EXTRAIT DU DOCUMENT:
"""

2007-09-02

 

Productivité et innovation

Les rôles divers de la productivité, de l'innovation et du changement technologique dans l'économie me fournissent un inépuisable sujet, sur lequel je reviens souvent, naturellement. Par exemple, Statistique Canada vient de publier une nouvelle étude (.PDF) de Jean-Pierre Maynard. Celle-ci s'intéresse à l'évolution de deux mesures de la productivité canadienne relativement aux chiffres pour les États-Unis, afin d'expliquer les fluctuations du rapport du produit intérieur brut canadien relativement à celui de notre voisin.

Le produit intérieur brut par habitant (PIB/hab.) est la mesure de base de la performance d'une économie, à condition que l'étalon de mesure soit le même. La productivité du travail (appelée productivité dans le diagramme ci-dessous) est donnée par le rapport du PIB au nombre d'heures travaillées. L'intensité du travail est donnée par le rapport du nombre d'heures travaillées au nombre d'habitants. Dans la figure ci-dessous, Maynard compare la performance de ces trois indices au Canada en tant que pourcentage des mêmes indices aux États-Unis. Ce que l'on peut noter, c'est d'abord que le PIB/hab. du Canada a nettement augmenté par rapport au PIB/hab. des États-Unis durant la période qui va de 1994 à 2005. L'amélioration de l'emploi, et donc du nombre brut d'heures travaillées, y est pour beaucoup. En revanche, la productivité de l'emploi a beaucoup fluctué et elle est clairement à la baisse depuis le krach informatique de 2001 (ou les attaques de septembre 2001).

"""

BLOC DE DONNÉES:
"""

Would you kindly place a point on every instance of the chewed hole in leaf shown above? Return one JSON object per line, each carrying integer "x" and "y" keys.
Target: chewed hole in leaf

"""

Dans l'extrait sur la productivité canadienne, comment la productivité du travail est-elle définie ? La liste est un matériau distinct, sans lien avec l'extrait.

SOLUTION COMPLÈTE: Elle est donnée par le rapport du PIB au nombre d'heures travaillées.